# RAW DATA:
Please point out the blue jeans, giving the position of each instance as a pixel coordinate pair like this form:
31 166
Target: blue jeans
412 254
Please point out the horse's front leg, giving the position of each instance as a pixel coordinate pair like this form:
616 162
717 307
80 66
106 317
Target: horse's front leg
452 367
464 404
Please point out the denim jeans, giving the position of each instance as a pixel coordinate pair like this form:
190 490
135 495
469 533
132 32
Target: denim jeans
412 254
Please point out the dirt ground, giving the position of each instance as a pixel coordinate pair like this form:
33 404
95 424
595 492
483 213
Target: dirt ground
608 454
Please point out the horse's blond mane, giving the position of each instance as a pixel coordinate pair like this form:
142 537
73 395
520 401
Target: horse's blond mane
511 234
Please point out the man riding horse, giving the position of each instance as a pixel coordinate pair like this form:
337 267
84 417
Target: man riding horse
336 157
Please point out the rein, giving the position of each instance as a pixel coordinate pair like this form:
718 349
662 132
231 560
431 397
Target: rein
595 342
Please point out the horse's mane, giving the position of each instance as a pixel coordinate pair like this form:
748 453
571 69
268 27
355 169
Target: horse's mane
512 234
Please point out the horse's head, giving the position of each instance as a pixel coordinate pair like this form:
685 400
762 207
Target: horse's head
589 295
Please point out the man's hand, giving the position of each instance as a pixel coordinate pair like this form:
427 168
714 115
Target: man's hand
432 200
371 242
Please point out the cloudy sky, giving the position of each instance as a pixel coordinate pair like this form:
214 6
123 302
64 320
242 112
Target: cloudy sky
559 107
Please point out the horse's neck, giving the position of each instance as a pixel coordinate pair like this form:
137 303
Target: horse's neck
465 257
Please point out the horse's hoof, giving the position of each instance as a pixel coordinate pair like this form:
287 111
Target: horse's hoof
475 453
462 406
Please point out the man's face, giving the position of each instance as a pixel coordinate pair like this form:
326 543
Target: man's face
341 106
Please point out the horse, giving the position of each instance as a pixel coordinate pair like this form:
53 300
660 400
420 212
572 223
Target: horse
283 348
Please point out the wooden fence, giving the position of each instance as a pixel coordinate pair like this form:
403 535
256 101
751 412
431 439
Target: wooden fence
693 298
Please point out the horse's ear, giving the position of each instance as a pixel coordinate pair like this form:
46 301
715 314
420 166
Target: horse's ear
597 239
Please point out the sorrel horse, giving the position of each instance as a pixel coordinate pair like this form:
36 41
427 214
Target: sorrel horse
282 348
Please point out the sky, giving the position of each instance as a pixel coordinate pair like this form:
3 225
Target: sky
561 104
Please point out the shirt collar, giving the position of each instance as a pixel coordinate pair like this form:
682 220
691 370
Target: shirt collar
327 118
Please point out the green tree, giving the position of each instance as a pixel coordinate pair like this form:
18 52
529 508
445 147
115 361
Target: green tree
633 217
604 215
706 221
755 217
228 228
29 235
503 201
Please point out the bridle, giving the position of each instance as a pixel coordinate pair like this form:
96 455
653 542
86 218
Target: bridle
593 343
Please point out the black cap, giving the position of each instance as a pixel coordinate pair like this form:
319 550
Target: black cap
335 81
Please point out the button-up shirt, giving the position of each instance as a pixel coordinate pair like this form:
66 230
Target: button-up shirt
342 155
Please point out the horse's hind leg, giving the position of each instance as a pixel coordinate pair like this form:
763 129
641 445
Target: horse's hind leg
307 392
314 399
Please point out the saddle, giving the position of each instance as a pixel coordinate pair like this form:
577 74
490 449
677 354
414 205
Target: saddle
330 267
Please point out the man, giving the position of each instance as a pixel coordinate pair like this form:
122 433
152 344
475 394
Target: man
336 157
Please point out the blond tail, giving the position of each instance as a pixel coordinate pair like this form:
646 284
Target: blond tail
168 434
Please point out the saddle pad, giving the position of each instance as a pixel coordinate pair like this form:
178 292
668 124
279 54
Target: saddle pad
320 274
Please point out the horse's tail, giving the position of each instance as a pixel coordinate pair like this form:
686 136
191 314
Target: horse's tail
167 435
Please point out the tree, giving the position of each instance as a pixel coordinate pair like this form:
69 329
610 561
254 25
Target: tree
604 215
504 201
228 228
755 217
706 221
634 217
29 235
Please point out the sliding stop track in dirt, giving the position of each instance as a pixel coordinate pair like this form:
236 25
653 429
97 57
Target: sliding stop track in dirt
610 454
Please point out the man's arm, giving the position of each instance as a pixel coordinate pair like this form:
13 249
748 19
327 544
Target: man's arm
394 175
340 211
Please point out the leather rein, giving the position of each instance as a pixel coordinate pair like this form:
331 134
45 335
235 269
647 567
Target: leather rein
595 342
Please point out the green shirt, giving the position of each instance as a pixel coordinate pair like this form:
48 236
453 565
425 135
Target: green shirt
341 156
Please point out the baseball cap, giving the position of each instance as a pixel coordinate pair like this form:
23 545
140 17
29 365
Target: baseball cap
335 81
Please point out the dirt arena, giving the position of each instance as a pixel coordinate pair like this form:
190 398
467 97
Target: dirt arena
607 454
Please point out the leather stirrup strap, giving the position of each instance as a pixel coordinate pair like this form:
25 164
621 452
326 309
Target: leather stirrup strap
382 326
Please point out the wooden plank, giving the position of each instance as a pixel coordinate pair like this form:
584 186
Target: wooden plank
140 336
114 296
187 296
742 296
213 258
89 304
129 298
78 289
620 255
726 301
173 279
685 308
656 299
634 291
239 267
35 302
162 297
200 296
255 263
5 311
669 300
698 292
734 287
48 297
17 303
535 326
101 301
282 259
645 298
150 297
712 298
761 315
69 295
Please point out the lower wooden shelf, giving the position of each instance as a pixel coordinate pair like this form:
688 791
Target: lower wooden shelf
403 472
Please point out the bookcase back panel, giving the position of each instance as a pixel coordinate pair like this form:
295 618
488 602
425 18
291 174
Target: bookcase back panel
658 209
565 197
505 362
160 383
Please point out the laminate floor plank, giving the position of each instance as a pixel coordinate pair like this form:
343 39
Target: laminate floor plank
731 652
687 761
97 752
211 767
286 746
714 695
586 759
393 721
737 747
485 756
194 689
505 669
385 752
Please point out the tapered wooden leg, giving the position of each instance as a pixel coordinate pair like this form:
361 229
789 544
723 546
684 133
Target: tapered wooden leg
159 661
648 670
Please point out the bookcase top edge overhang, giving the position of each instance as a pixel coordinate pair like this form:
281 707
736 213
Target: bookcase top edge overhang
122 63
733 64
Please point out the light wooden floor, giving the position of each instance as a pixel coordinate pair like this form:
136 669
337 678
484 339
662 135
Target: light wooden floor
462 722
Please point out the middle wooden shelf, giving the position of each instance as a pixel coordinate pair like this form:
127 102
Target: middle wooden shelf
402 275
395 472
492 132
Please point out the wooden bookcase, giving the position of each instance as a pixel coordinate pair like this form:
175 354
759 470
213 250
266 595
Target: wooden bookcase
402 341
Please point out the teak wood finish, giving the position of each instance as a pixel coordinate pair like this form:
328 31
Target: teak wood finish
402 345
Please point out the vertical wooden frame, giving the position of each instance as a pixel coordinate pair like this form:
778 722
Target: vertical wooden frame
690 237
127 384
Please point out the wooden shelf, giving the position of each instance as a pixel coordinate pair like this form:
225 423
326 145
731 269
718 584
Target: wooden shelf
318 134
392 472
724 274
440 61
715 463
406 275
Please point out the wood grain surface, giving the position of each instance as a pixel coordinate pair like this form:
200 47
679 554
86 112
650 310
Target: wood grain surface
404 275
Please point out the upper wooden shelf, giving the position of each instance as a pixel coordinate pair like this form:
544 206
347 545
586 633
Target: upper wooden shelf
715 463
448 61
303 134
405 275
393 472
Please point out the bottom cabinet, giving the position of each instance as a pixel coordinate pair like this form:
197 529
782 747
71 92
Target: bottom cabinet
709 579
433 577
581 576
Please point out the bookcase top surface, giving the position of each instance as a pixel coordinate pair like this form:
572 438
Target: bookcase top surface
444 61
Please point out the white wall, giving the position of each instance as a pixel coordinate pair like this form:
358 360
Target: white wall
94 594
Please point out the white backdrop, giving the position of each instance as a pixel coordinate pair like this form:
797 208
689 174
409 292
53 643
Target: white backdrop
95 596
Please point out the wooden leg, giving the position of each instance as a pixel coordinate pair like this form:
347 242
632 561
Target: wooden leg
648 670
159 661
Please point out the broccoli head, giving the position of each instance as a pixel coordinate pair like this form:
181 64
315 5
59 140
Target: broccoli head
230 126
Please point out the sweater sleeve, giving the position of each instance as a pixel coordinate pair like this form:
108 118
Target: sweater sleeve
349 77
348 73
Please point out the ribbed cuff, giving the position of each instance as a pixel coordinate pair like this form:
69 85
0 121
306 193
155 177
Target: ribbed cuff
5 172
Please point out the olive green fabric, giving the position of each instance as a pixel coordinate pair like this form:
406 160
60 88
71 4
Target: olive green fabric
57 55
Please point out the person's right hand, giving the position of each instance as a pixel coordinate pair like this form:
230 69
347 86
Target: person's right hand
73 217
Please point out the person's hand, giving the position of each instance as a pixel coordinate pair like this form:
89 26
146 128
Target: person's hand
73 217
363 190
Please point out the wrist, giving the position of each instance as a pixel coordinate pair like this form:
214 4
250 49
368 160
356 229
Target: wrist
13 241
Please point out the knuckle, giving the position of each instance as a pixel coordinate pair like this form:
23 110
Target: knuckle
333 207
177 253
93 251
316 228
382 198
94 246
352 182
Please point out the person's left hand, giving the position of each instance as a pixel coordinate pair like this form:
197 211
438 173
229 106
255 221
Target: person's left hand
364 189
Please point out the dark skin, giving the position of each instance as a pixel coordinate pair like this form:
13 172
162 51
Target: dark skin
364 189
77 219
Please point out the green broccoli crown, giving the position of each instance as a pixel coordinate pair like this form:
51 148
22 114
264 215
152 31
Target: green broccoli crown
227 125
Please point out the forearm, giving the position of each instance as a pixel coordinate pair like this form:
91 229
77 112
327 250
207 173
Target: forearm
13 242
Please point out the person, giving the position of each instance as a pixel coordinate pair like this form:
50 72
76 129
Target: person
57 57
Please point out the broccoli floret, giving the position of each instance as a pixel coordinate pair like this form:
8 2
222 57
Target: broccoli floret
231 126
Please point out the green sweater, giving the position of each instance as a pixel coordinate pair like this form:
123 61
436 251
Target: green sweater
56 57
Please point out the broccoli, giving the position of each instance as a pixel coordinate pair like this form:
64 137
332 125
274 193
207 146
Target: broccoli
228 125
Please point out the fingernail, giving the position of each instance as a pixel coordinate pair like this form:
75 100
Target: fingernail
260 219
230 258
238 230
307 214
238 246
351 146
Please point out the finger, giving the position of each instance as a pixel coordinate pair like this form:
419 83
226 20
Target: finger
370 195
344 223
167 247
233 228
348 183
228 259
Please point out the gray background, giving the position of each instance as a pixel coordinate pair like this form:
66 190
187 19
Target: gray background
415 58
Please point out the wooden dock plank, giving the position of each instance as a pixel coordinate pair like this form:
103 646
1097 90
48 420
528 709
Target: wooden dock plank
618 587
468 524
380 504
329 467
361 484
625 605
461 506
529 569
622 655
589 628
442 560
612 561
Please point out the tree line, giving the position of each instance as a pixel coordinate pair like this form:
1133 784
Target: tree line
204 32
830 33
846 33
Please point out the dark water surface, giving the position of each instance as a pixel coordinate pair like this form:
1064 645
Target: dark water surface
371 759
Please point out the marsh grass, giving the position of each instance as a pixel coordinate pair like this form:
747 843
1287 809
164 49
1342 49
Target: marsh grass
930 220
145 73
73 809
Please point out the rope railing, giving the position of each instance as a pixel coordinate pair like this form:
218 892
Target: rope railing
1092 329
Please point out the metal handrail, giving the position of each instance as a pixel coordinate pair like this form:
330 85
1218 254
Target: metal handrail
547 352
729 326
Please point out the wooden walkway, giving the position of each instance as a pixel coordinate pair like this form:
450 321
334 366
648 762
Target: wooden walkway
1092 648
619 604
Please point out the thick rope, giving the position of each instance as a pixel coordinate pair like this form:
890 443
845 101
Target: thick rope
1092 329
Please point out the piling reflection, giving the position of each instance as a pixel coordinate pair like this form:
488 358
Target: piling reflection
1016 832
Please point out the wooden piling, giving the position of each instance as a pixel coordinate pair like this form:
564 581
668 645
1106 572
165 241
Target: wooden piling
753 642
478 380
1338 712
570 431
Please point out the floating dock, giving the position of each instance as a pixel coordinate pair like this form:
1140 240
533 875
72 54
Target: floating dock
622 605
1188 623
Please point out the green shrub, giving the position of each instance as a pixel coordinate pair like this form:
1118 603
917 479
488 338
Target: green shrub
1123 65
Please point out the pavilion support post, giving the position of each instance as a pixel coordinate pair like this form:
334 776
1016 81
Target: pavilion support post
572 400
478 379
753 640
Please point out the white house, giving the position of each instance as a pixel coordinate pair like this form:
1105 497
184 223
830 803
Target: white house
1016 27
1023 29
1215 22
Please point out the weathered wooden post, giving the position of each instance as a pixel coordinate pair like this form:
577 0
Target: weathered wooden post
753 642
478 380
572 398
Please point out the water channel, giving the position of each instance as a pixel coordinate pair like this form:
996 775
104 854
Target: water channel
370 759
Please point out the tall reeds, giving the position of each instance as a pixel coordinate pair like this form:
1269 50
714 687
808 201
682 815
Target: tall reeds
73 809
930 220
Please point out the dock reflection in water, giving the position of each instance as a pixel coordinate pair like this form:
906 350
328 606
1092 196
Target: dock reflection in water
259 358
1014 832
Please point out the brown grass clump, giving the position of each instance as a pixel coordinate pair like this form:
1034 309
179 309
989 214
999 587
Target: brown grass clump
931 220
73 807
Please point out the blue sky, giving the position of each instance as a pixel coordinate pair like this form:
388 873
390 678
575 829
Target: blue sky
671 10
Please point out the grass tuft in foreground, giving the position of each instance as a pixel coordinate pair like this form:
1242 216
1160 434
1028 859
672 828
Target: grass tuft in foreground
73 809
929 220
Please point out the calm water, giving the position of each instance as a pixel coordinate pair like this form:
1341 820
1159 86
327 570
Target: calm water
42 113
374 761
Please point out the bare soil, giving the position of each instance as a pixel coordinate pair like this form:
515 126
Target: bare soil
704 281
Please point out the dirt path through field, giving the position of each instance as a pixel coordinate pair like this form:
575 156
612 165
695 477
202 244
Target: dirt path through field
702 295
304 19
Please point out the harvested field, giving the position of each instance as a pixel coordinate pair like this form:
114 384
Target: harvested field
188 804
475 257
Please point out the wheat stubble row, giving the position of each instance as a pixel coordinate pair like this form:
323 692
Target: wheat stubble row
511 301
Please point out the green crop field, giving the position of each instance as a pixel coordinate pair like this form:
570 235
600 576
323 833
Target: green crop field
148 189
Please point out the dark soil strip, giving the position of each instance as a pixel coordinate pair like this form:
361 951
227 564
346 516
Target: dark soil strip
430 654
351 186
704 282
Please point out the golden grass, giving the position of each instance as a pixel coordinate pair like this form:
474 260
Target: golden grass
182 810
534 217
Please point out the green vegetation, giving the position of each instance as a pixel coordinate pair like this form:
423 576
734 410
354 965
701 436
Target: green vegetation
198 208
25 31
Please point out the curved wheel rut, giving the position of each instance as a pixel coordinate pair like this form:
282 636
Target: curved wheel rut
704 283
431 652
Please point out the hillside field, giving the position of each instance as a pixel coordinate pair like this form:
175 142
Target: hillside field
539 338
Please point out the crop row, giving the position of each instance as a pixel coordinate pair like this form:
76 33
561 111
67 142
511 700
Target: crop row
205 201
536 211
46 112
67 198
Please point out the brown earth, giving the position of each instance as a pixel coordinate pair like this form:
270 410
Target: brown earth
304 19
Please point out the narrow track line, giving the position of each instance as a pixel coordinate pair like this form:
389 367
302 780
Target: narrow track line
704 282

# EXERCISE:
Format the items above, from the line containing "Please point out the hillside" through the final line, as a JSON list of strings with one string per line and blank lines omitted.

# RIGHT ANSWER:
[
  "Please point out the hillside field, giving the position of each instance as a pixel coordinate pair like this form:",
  "175 142",
  "Target: hillside field",
  "539 338",
  "Please point out the crop row, giving the position of each instance as a pixel coordinate pair like this form:",
  "76 33",
  "561 111",
  "67 142",
  "511 700",
  "Target: crop row",
  "205 201",
  "536 211",
  "46 112",
  "67 198",
  "Please point out the brown earth, giving the position of each instance as a pixel coordinate pair like this form:",
  "270 410",
  "Target: brown earth",
  "304 19",
  "Please point out the narrow track line, giving the position of each instance as a pixel coordinate pair like this form:",
  "389 367",
  "302 780",
  "Target: narrow track line",
  "704 282"
]